Directions for this task: An exact reproduction of the records is required, with all images left out.

Data shown:
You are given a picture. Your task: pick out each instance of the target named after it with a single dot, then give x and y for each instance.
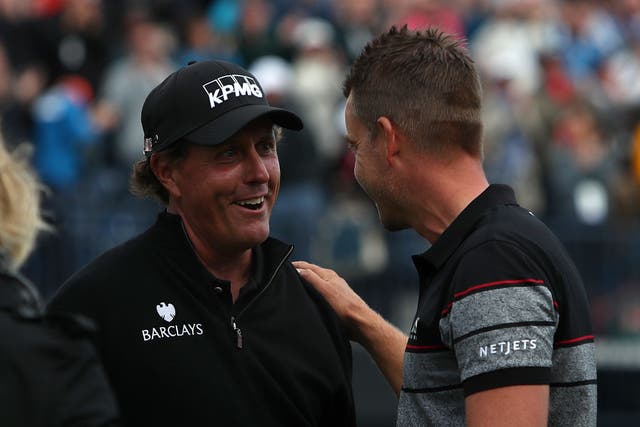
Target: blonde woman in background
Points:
(49, 373)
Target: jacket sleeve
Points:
(343, 412)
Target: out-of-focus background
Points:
(561, 109)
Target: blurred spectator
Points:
(357, 23)
(64, 126)
(256, 32)
(510, 156)
(128, 81)
(508, 44)
(582, 168)
(421, 14)
(51, 375)
(318, 71)
(202, 42)
(73, 41)
(302, 195)
(587, 35)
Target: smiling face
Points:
(225, 193)
(371, 169)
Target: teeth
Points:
(255, 201)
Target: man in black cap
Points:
(202, 318)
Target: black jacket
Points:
(179, 352)
(49, 371)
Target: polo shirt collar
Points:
(453, 236)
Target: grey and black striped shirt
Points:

Answer:
You are given a picture. Your task: pick out each instance of the target named after it with a single dot, then give x and y for each instance.
Target: blonde woman in background
Points:
(49, 373)
Target: jacket sleeve
Points:
(343, 412)
Target: out-of-focus background
Points:
(561, 109)
Target: blurred spectator
Points:
(357, 23)
(64, 126)
(256, 32)
(510, 156)
(128, 81)
(508, 44)
(582, 168)
(421, 14)
(51, 375)
(318, 71)
(202, 42)
(73, 41)
(302, 195)
(587, 35)
Target: smiling face
Points:
(225, 193)
(371, 169)
Target: teeth
Points:
(255, 201)
Target: man in black cap
Points:
(202, 318)
Target: black jacket
Points:
(179, 352)
(49, 371)
Target: polo shirt collar
Points:
(453, 236)
Target: grey and black striped shirt
Points:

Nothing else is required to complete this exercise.